Selected extract:
========

The nonprofit organization based in Somers Point advocates in court for children who have been placed in foster care as a result of abuse or neglect. Volunteers are assigned cases by a judge to help determine what is in the child’s best interests.

Their work involves research into the background of the case, a review of the documents, and interviews with the child and other people involved.

The goal is to help the child navigate the route to a safe and loving environment. According to CASA statistics, children who have a volunteer advocate spend 13 to 15 months in foster care, compared with the state average of 2.15 years for children without an advocate.

Karen DeRosa, CASA director of Community Development, said that after their initial training, volunteers must complete 12 hours of advanced training each year.

“We offer five annual advanced trainings for them to get their hours,” she said. “We hope the attendees come away with a better understanding of the topic discussed and are able to use that information to provide better service to the children on their cases.”

The program Saturday at the Egg Harbor Township branch of the Atlantic County Library was presented by Detective Brian Minkle of the New Jersey State Police. He said that while the Crips and Bloods might be gangs most people think are relegated to major cities, they exist right in their own backyards.

Minkle said the state police have monitored such gang activity in Atlantic and Cape May counties, and the Latin Kings are also a group with a regional presence.

An emerging gang, MS-13, is proving to be the deadliest of the gangs, he said. The members are often military trained, as many of them return from a stint in the Army, Marines or other branch of the military and then join a gang.

“Eighty-five percent of crimes are gang related,” he said, according to FBI statistics.

========

Listing:

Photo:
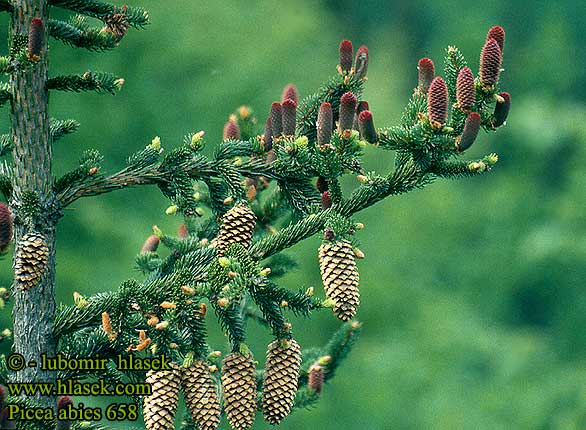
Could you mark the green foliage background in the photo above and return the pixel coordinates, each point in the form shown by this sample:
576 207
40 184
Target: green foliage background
473 301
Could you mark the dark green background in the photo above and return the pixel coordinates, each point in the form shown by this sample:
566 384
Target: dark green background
473 303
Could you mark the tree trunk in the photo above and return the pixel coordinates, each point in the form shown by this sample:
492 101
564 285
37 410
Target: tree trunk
34 310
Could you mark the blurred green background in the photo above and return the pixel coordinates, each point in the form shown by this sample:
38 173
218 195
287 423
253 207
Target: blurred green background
473 303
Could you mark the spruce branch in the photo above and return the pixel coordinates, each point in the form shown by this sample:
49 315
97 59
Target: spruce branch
90 81
137 16
93 39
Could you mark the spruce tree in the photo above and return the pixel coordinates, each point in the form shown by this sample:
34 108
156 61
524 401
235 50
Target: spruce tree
264 190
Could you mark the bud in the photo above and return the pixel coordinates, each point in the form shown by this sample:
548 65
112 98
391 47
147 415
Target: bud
289 109
497 33
347 109
465 91
35 38
231 130
276 115
501 110
471 129
490 63
325 120
321 184
426 71
437 104
182 231
346 53
268 135
361 62
290 92
326 200
366 127
6 225
151 244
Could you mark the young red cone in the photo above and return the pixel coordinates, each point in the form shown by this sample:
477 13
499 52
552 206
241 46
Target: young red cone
290 92
35 38
465 92
276 116
426 72
346 53
490 63
470 132
289 111
497 33
5 227
437 104
347 111
231 131
325 120
151 244
268 135
361 62
501 110
366 127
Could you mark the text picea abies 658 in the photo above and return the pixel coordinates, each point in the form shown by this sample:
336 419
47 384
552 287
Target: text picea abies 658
280 379
237 227
239 389
201 396
340 277
160 407
31 260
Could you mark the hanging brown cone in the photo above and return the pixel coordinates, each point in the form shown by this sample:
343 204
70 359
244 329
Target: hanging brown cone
35 38
501 110
347 111
340 277
346 53
490 63
497 33
201 396
316 378
280 379
437 102
150 244
325 121
289 110
237 227
160 407
239 389
276 115
426 73
6 225
465 91
290 92
31 260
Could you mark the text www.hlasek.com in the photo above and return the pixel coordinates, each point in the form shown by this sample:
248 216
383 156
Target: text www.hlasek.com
69 387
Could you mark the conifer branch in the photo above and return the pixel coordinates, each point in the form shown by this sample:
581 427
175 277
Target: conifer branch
93 39
137 16
90 81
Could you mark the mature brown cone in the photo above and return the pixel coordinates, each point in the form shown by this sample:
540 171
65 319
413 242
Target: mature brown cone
160 407
31 260
237 227
239 388
5 227
340 277
280 380
201 396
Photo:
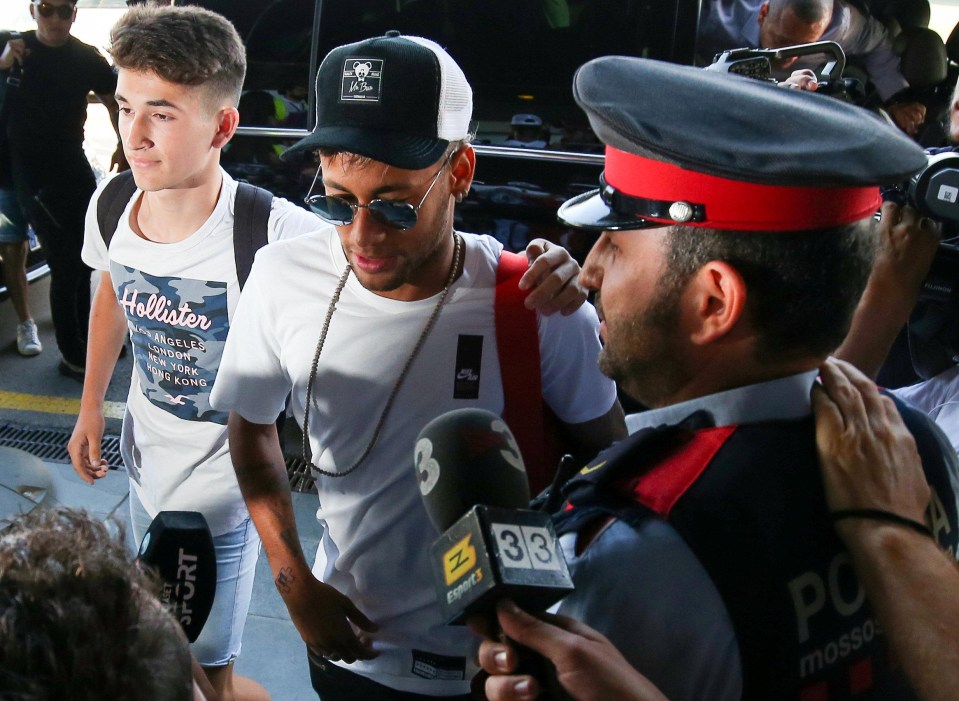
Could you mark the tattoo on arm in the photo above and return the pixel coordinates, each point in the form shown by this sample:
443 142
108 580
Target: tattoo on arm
284 579
290 540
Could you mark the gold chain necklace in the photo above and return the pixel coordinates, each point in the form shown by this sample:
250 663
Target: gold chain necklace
307 450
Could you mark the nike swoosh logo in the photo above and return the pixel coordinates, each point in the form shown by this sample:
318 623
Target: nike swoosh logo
592 468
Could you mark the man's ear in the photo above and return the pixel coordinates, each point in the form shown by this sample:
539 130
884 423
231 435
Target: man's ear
462 168
228 119
718 301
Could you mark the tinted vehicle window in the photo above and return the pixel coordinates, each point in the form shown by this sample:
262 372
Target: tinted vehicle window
519 56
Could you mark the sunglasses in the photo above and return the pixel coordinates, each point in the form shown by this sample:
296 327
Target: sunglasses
62 11
392 213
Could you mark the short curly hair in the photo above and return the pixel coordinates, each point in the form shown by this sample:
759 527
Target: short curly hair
803 286
79 620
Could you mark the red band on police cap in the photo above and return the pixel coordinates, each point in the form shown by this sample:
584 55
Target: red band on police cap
738 205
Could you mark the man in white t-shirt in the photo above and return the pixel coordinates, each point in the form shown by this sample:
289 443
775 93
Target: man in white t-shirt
374 328
169 280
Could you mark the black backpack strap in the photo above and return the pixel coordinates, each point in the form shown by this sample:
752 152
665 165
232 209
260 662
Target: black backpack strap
111 203
251 217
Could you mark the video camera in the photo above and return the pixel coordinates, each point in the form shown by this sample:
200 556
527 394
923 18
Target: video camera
758 64
934 324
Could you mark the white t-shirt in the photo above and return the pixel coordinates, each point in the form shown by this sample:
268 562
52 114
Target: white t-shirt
939 398
376 530
178 299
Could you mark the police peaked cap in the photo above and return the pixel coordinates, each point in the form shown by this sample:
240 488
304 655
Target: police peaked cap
722 151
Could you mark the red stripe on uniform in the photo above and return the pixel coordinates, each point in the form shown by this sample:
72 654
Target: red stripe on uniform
738 205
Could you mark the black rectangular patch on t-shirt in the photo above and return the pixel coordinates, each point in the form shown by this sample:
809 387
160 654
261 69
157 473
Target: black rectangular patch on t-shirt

========

Exercise goal: Decide whether each of the following statements agrees with the excerpt on court advocates for foster children, answering yes or no and quoting the deciding words. 1. After their initial training, volunteers must complete 12 hours of advanced training each year. 2. The Saturday program took place at a library branch in Somers Point. 3. Volunteers are assigned their cases by the state police.

Solution below:
1. Yes: "after their initial training, volunteers must complete 12 hours of advanced training each year."
2. No: "at the Egg Harbor Township branch of the Atlantic County Library"
3. No: "Volunteers are assigned cases by a judge"